Instructions for the task
Which lines below contain the string "cactus"? Pick out each of them, treating uppercase and lowercase as different.

(Object location annotations)
┄┄┄┄┄┄┄┄┄┄

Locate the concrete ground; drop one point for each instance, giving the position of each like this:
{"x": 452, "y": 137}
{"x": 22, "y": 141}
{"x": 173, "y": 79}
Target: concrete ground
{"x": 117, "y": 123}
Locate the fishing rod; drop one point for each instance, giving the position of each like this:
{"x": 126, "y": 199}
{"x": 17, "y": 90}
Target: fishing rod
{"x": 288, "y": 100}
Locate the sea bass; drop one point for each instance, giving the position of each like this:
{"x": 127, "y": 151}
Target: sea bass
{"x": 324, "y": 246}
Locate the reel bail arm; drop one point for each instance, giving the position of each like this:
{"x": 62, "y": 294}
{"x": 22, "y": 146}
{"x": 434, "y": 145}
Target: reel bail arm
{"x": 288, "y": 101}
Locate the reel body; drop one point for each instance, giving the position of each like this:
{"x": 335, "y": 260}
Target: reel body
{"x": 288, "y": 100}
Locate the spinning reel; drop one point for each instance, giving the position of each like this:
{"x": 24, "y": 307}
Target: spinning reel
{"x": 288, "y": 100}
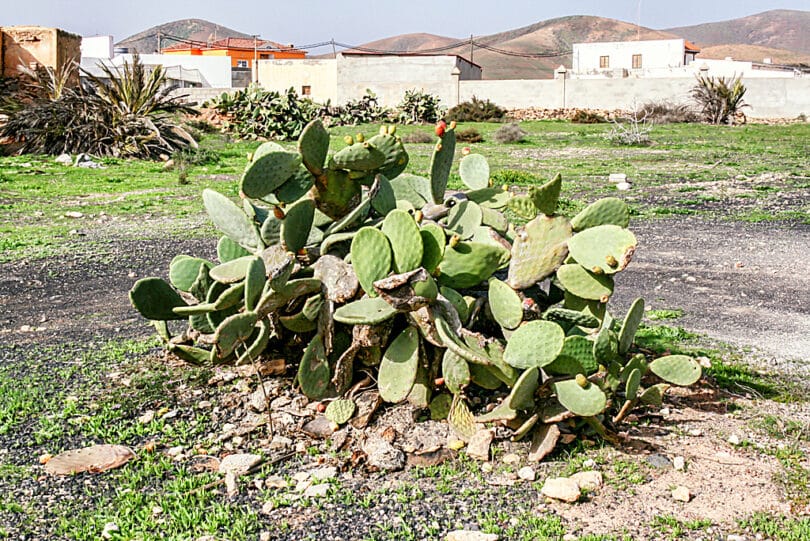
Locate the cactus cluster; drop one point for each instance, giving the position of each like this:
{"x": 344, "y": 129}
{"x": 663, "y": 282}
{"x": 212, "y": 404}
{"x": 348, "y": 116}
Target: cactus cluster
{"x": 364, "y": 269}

┄┄┄┄┄┄┄┄┄┄

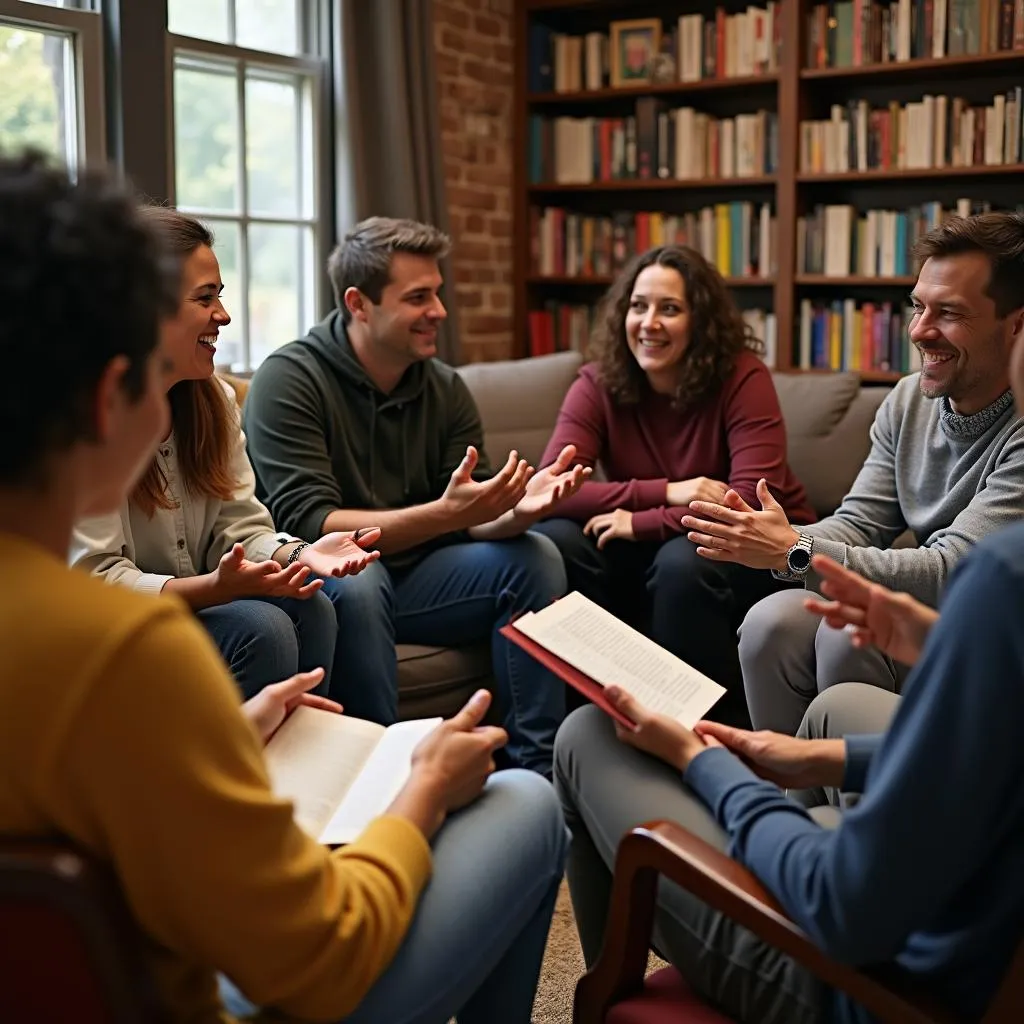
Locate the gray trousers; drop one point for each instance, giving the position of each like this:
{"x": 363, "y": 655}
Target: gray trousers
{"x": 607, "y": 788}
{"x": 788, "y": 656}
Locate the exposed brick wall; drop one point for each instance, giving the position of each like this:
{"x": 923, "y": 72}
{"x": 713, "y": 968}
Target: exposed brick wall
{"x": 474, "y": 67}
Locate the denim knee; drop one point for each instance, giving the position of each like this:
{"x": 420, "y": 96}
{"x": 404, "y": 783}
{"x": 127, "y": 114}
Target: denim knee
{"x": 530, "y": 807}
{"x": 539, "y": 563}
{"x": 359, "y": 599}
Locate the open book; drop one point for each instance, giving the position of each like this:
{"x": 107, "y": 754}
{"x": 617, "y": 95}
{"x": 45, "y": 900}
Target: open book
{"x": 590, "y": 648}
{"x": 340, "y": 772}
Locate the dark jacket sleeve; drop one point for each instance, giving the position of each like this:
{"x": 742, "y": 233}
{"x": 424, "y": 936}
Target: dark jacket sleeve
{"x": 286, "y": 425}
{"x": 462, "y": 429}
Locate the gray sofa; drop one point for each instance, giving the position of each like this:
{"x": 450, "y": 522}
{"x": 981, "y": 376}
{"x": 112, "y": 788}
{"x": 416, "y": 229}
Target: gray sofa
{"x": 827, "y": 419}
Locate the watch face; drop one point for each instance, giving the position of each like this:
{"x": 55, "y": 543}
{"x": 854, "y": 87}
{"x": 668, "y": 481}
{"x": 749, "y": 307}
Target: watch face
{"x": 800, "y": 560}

┄┄┄┄┄┄┄┄┄┄

Solution to this problem
Locate the cactus cluster; drop one point for each instance, giving the position of each like this:
Target: cactus cluster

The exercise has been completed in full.